| Exercise task |
Reproduce every line of the material below verbatim, keeping the original order and formatting.

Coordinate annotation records
--- START ---
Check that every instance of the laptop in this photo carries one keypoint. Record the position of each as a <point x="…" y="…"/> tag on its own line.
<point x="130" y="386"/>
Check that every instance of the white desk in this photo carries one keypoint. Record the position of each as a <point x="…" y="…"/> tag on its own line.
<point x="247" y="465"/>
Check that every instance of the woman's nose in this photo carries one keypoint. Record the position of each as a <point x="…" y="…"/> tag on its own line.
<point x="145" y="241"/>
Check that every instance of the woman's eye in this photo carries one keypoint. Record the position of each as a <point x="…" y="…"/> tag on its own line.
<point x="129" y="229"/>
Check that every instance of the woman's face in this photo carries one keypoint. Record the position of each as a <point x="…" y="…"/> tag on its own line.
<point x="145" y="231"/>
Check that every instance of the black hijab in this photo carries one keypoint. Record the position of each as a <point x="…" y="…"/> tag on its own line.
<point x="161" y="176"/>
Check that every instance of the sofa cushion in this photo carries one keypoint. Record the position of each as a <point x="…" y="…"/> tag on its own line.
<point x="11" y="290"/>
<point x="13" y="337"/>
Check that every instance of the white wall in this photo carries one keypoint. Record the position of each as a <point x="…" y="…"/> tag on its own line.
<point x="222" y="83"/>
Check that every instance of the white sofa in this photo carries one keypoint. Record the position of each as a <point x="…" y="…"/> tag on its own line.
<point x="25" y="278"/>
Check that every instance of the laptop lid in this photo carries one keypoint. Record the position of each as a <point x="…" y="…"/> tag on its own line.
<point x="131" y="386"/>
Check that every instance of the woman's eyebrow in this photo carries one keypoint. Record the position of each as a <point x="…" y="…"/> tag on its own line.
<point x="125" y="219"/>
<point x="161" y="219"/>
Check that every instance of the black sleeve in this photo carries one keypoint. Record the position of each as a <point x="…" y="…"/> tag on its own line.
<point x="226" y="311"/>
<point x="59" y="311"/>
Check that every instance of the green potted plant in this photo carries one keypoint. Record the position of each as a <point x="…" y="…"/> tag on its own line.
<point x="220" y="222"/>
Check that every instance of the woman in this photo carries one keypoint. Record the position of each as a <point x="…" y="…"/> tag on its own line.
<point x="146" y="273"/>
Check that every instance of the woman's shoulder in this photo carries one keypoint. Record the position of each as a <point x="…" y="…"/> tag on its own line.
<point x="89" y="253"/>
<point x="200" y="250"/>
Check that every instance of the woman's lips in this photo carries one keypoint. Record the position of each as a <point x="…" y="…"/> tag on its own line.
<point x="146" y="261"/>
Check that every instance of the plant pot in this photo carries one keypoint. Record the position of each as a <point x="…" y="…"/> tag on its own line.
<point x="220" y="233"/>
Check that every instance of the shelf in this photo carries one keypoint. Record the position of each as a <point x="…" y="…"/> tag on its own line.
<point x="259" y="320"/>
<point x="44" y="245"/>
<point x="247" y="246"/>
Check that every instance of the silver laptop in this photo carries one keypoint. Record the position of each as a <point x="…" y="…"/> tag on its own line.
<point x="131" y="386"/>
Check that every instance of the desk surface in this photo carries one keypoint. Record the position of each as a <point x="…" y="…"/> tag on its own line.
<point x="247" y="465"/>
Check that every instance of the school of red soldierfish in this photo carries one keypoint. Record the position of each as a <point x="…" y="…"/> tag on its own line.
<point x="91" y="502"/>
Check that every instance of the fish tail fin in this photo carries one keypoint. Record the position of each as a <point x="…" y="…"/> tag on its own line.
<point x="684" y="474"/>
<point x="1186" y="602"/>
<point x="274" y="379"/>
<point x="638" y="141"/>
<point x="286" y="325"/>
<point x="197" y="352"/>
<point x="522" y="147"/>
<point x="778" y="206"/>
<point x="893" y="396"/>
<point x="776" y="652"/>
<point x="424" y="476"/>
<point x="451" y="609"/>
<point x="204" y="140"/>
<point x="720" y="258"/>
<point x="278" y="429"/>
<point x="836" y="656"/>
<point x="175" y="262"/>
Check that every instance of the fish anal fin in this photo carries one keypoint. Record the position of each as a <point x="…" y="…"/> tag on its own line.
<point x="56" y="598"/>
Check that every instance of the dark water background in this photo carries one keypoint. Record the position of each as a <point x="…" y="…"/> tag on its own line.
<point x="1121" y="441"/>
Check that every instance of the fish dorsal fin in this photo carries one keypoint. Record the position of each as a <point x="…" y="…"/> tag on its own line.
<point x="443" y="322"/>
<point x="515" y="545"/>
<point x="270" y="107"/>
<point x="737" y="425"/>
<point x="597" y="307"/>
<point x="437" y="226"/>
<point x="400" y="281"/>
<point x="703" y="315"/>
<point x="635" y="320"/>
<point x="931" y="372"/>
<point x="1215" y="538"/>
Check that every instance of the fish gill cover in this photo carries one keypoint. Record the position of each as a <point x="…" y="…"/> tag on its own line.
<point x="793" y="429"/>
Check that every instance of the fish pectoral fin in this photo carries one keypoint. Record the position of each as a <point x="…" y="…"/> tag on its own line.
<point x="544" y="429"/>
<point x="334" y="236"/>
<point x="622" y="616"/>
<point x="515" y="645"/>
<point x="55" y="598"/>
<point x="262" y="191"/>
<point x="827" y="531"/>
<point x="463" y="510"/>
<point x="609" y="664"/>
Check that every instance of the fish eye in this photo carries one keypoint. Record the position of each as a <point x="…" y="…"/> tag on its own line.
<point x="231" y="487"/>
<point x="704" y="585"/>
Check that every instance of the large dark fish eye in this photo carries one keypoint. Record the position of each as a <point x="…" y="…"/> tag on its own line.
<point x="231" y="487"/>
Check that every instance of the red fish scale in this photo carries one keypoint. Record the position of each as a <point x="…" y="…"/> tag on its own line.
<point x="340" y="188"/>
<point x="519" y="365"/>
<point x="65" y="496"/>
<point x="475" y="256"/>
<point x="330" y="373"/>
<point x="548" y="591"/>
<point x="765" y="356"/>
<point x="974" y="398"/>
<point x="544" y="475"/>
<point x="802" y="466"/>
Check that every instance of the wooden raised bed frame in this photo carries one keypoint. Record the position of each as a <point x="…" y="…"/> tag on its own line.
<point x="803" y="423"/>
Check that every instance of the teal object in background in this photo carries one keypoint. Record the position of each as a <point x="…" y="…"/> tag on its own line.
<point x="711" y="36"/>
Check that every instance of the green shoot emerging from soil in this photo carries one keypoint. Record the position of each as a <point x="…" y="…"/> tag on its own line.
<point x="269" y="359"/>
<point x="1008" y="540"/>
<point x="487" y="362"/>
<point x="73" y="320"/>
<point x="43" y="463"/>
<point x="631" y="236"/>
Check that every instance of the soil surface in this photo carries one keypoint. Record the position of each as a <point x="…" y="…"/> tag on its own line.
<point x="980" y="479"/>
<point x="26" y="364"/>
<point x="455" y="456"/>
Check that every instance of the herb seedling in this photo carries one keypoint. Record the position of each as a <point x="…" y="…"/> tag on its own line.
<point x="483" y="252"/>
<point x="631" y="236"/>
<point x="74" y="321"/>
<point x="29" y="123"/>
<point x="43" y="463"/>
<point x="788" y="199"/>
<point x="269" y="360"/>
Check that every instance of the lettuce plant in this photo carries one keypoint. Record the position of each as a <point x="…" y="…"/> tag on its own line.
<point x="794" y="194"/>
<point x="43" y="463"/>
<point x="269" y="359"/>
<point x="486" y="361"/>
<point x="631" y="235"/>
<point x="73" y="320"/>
--- END ---
| Response |
Check that every instance of the laptop in this photo carries one keypoint. Record the position of each as a <point x="…" y="…"/> tag on its own line.
<point x="130" y="386"/>
Check that every instance of the white desk in this photo carries one keypoint. Record the position of each as a <point x="…" y="…"/> tag on its own line.
<point x="247" y="465"/>
Check that every instance of the woman's nose in this photo carries one keypoint. Record the position of each as a <point x="…" y="…"/> tag on its own line.
<point x="145" y="241"/>
Check that every instance of the woman's eye in this photo carries one keypoint. Record the position of each as a <point x="…" y="…"/> tag on its own line.
<point x="129" y="229"/>
Check that every instance of the woman's face in this photo carries one keypoint. Record the position of each as a <point x="…" y="…"/> tag on its own line.
<point x="145" y="231"/>
Check that every instance of the black hijab in this photo carries one keypoint. Record the position of each as a <point x="…" y="…"/> tag on its own line.
<point x="161" y="176"/>
Check that every instance of the sofa cushion in this photo carries one keypoint. Record the position of each as a <point x="…" y="…"/> tag on its own line.
<point x="11" y="290"/>
<point x="13" y="337"/>
Check that every instance of the white wall in this photo carries one keypoint. Record the position of each as a <point x="…" y="…"/> tag on its own line.
<point x="222" y="83"/>
Check that every instance of the white sofa in this photo carries one keypoint. Record the position of each as a <point x="…" y="…"/> tag on its own line.
<point x="25" y="278"/>
Check that every instance of the laptop lid in this photo carries one keypoint. Record the position of each as a <point x="…" y="…"/> tag on its own line.
<point x="131" y="386"/>
Check that every instance of the woman's eyebrow in this photo carries one keypoint. Record the position of each as a <point x="…" y="…"/> tag on its own line.
<point x="125" y="219"/>
<point x="161" y="219"/>
Check that every instance of the black sleeve in this photo carries one keypoint. Record the position of each as a <point x="…" y="…"/> tag on its own line.
<point x="226" y="311"/>
<point x="59" y="311"/>
Check that every instance of the green potted plant in this photo carries one keypoint. Record the position of each as a <point x="…" y="…"/> tag on its own line.
<point x="220" y="222"/>
Check that every instance of the woman in this photo carries one keypoint. Record the position of each as a <point x="…" y="…"/> tag on its own line.
<point x="146" y="273"/>
Check that every instance of the woman's shoulder in this photo carries one keypoint. Record the position of each as a <point x="…" y="…"/> tag on its own line.
<point x="89" y="253"/>
<point x="200" y="250"/>
Check that every instance of the woman's lips in this photo carries one keypoint. Record the position of each as a <point x="…" y="…"/> tag on its own line.
<point x="146" y="261"/>
Check that every instance of the plant pot in this photo carries one keypoint. Record the position of each as a <point x="…" y="…"/> tag on its own line.
<point x="220" y="233"/>
Check that every instance of the shelf in this photo carries one keypoint. Record the position of each as a <point x="…" y="…"/> tag on its own line.
<point x="259" y="320"/>
<point x="44" y="245"/>
<point x="247" y="246"/>
Check that every instance of the silver laptop in this photo carries one keypoint. Record the position of each as a <point x="…" y="…"/> tag on its own line.
<point x="131" y="386"/>
Check that every instance of the desk surface in this photo carries one keypoint. Record the position of each as a <point x="…" y="…"/> tag on its own line.
<point x="247" y="465"/>
Check that every instance of the school of red soldierfish in this photo carries one keypoint. Record the position of each as a <point x="…" y="…"/> tag on its own line.
<point x="91" y="502"/>
Check that every instance of the fish tail fin in this photo carries one keypoint. Record the position of each as a <point x="…" y="…"/> tag on its own line.
<point x="684" y="474"/>
<point x="1186" y="602"/>
<point x="274" y="379"/>
<point x="638" y="141"/>
<point x="286" y="325"/>
<point x="197" y="352"/>
<point x="522" y="147"/>
<point x="778" y="206"/>
<point x="893" y="396"/>
<point x="776" y="652"/>
<point x="424" y="476"/>
<point x="451" y="609"/>
<point x="204" y="140"/>
<point x="720" y="258"/>
<point x="278" y="429"/>
<point x="836" y="656"/>
<point x="175" y="262"/>
Check that every instance of the fish anal fin in this photo carries one keypoint. Record the position of each as a <point x="…" y="…"/> tag on its own line.
<point x="56" y="598"/>
Check that every instance of the dark water background in this photo carries one keypoint. Record the position of each as a <point x="…" y="…"/> tag on its own line.
<point x="1121" y="441"/>
Check that every instance of the fish dorsal fin in this photo carries one keypoint. Record the position of each as a <point x="…" y="…"/> tag on its own line.
<point x="443" y="322"/>
<point x="515" y="545"/>
<point x="270" y="107"/>
<point x="737" y="425"/>
<point x="597" y="307"/>
<point x="437" y="226"/>
<point x="400" y="281"/>
<point x="703" y="315"/>
<point x="635" y="320"/>
<point x="931" y="372"/>
<point x="1215" y="538"/>
Check that every instance of the fish gill cover in this photo carries one keypoint. Record the position of each as a <point x="…" y="…"/> tag on its own line.
<point x="793" y="429"/>
Check that every instance of the fish pectoral fin in this photo carries one keypoint. Record the position of each as a <point x="…" y="…"/> tag on its own line.
<point x="544" y="429"/>
<point x="334" y="236"/>
<point x="622" y="616"/>
<point x="515" y="645"/>
<point x="55" y="598"/>
<point x="262" y="191"/>
<point x="827" y="531"/>
<point x="463" y="510"/>
<point x="609" y="664"/>
Check that every instance of the fish eye in this photo carries one keypoint. Record the position of each as a <point x="…" y="…"/> tag on its own line.
<point x="231" y="487"/>
<point x="704" y="585"/>
Check that every instance of the large dark fish eye in this photo carries one keypoint. Record the position of each as a <point x="…" y="…"/> tag on its own line.
<point x="231" y="487"/>
Check that every instance of the red fish scale in this photo carries one keypoint. Record the position of each as a <point x="…" y="…"/> tag on its own line.
<point x="340" y="188"/>
<point x="519" y="365"/>
<point x="65" y="496"/>
<point x="475" y="256"/>
<point x="330" y="373"/>
<point x="548" y="591"/>
<point x="765" y="356"/>
<point x="974" y="398"/>
<point x="544" y="475"/>
<point x="802" y="466"/>
Check that every instance of the wooden raised bed frame in this photo carries one keypoint. Record the position of each as a <point x="…" y="…"/> tag on its own line.
<point x="803" y="423"/>
Check that every instance of the teal object in background in this photo carries one keypoint. Record the position of each as a <point x="…" y="…"/> tag on its own line.
<point x="711" y="36"/>
Check that every instance of the green shoot emerging from soil in this photo carries one keypoint. Record the position of each as a <point x="…" y="…"/> tag on its own line.
<point x="269" y="359"/>
<point x="1008" y="540"/>
<point x="487" y="362"/>
<point x="73" y="320"/>
<point x="43" y="463"/>
<point x="631" y="236"/>
Check that every instance of the soil surface in this photo carries one keypoint. Record the position of each as a <point x="…" y="…"/> tag on its own line.
<point x="980" y="479"/>
<point x="26" y="364"/>
<point x="455" y="456"/>
Check that every instance of the herb seedling in this photo carries one keypoint. Record the position of each as a <point x="…" y="…"/> tag on its own line.
<point x="483" y="252"/>
<point x="631" y="236"/>
<point x="74" y="321"/>
<point x="29" y="123"/>
<point x="43" y="463"/>
<point x="788" y="199"/>
<point x="269" y="360"/>
Check that every instance of the lettuce plant in this photo carries one keypoint. Record the position of each as a <point x="…" y="…"/> tag on its own line.
<point x="794" y="194"/>
<point x="43" y="463"/>
<point x="269" y="359"/>
<point x="486" y="361"/>
<point x="631" y="235"/>
<point x="73" y="320"/>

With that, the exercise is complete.